Copy the lines from the one containing "of the player's" through the one containing "Target: player's back", substituting "labeler" for "segmenter" and leaving everything else the same.

--- EXTRACTED ENTRIES ---
==============================

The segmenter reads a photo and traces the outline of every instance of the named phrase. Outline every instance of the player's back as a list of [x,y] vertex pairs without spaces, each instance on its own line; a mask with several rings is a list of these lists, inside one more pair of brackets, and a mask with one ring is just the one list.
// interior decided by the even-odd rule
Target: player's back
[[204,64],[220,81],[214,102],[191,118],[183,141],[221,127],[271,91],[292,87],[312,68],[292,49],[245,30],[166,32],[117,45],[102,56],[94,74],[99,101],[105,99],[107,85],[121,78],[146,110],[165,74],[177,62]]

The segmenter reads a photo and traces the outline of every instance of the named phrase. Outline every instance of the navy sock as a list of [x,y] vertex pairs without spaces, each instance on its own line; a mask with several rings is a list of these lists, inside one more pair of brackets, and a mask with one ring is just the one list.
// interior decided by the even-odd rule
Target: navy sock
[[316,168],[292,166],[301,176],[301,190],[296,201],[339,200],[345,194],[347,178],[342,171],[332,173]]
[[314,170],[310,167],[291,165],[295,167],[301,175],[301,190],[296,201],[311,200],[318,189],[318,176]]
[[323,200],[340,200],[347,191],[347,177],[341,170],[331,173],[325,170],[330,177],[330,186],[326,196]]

==============================

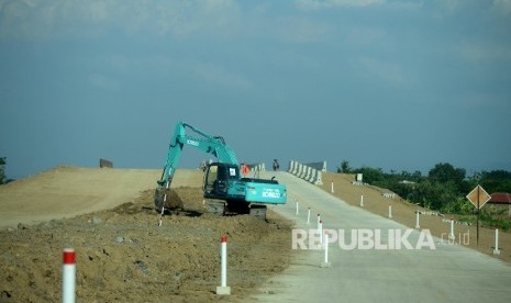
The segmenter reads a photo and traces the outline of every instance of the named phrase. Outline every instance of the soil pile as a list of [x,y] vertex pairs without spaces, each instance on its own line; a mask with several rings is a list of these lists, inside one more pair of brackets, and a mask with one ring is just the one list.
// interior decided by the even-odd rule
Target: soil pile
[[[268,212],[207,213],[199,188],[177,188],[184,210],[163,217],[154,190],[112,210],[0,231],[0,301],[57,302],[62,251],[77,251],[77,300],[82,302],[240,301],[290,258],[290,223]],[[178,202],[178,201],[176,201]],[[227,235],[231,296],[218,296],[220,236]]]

==============================

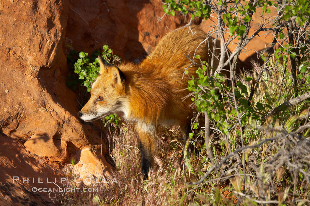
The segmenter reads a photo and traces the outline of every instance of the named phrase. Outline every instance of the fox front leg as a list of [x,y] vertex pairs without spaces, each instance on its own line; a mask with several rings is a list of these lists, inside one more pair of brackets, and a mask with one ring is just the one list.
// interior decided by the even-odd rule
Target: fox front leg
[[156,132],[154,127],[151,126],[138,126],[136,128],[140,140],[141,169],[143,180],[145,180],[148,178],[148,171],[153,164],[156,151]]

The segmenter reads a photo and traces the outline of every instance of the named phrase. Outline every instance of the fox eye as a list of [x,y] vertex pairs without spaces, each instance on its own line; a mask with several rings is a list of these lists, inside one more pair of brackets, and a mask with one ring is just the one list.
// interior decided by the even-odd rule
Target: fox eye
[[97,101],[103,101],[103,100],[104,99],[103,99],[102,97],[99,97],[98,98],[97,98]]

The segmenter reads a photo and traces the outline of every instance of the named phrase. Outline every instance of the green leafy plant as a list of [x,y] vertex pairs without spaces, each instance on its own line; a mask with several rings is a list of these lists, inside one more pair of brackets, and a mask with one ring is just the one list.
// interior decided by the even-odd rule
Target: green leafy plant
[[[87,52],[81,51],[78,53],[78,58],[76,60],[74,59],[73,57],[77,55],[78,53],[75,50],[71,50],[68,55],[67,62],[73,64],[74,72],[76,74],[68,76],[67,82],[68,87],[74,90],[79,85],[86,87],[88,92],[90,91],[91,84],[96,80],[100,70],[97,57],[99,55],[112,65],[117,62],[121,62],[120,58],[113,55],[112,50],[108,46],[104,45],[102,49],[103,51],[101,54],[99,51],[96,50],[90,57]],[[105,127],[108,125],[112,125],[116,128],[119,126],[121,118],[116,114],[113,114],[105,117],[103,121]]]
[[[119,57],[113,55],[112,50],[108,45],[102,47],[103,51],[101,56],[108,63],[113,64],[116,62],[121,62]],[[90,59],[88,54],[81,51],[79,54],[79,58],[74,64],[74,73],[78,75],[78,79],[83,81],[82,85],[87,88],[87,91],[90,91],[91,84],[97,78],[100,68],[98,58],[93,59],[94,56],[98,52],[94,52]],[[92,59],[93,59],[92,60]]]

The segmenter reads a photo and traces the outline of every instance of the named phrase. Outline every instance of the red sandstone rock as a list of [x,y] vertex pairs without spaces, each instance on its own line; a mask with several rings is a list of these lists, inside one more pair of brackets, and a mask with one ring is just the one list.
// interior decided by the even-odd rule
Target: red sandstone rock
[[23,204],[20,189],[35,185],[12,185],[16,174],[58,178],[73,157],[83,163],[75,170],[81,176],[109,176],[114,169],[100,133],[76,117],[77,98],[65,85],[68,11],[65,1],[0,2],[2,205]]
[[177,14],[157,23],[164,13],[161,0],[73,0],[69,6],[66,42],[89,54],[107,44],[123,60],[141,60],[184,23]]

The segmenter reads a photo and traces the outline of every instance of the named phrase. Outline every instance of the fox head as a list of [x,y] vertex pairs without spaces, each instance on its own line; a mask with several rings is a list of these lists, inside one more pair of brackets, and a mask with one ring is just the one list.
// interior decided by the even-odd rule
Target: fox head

==============================

--- RESULT OF THIS EXERCISE ---
The labeler reads a photo and traces the outline of every instance of the named phrase. Outline every instance of the player's back as a list of [x,y] vertex pairs without spaces, each instance on its own line; a mask with several rings is a list of these lists, inside one more pair of brackets, and a mask with one ring is just the one list.
// interior decided by the even-odd rule
Target: player's back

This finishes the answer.